* [Problema curto 1]
Segundo o texto sobre a leitura de livros, durante quantos anos quem escreve sentiu o cheiro da tinta da impressora rotativa?
* [Problema curto 2]
Traduza para o inglês esta frase do texto sobre a leitura de livros: "Ler um livro, no meu caso particular, é também voltar ao tempo em que estava no ativo, recordando os quase trinta anos a cheirar a tinta da impressora rotativa, o toque dos jornais já impressos nos meus dedos, a verificação exaustiva dos registos para que nada falha-se, a luta diária contra o tempo para que os jornais estivessem na rua quando a grande maioria das pessoas ainda dormia."
* [Problema curto 3]
Prossiga com o texto sobre a leitura de livros a partir do ponto em que ele termina.

* [Segmento do documento]
Ler um livro, no meu caso particular, é também voltar ao tempo em que estava no ativo, recordando os quase trinta anos a cheirar a tinta da impressora rotativa, o toque dos jornais já impressos nos meus dedos, a verificação exaustiva dos registos para que nada falha-se, a luta diária contra o tempo para que os jornais estivessem na rua quando  a grande maioria das pessoas ainda dormia.

hoje temos uma nova forma de ler é verdade, mas o livro há-de ser sempre o livro, o livro vai continuar a ser o dono de vários locais cá em casa, no livreiro, na mesa da sala de estar, na mesa de cabeceira e até na cozinha, onde há uma coleção de livros de culinária,, continua a ter o seu lugar na mochila ou na mala se for sair...

* [Segmento de dados]
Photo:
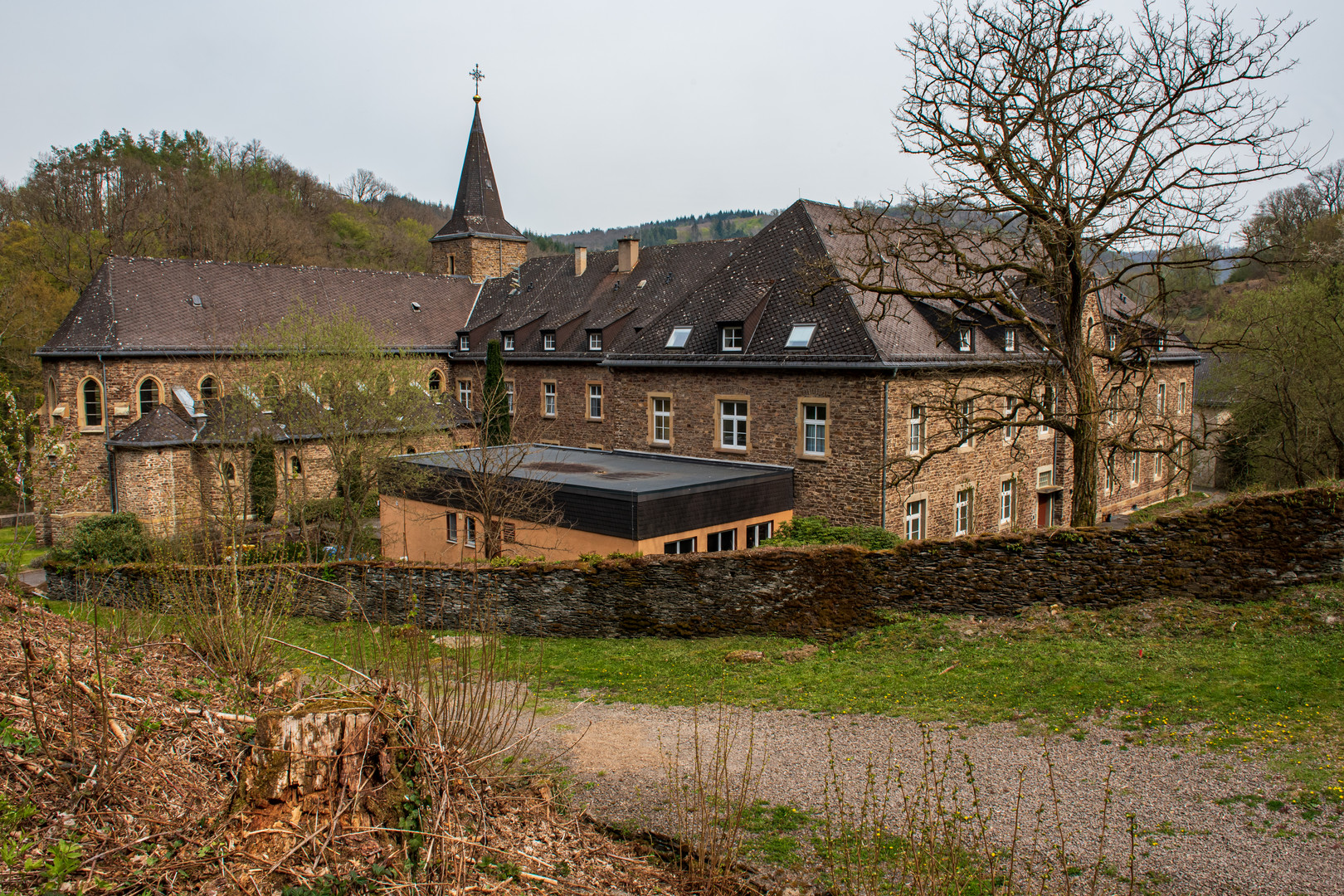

* [Resposta da tarefa 1]
Durante quase trinta anos.

* [Resposta da tarefa 2]
Reading a book, in my particular case, is also going back to the time when I was still working, remembering the nearly thirty years of smelling the ink of the rotary press, the feel of the freshly printed newspapers on my fingers, the exhaustive checking of the records so that nothing would go wrong, the daily race against time so that the newspapers would be on the street while the vast majority of people were still asleep.

* [Resposta da tarefa 3]
acabo este desabafo manifestando o meu profundo desacordo em relação ao fecho das livrarias.

como diz o título deste desabafo; quem não tem cão caça com gato, caçar com gato ou caçar como o gato, as duas formas de expressão vão de encontro ao mesmo objetivo, ler, se não em papel, o cão, então ler digital, o tal gato, a caça não para, a leitura também não.  

(A leitura de todos os bons livros é uma conversação com as mais honestas pessoas dos séculos passados.)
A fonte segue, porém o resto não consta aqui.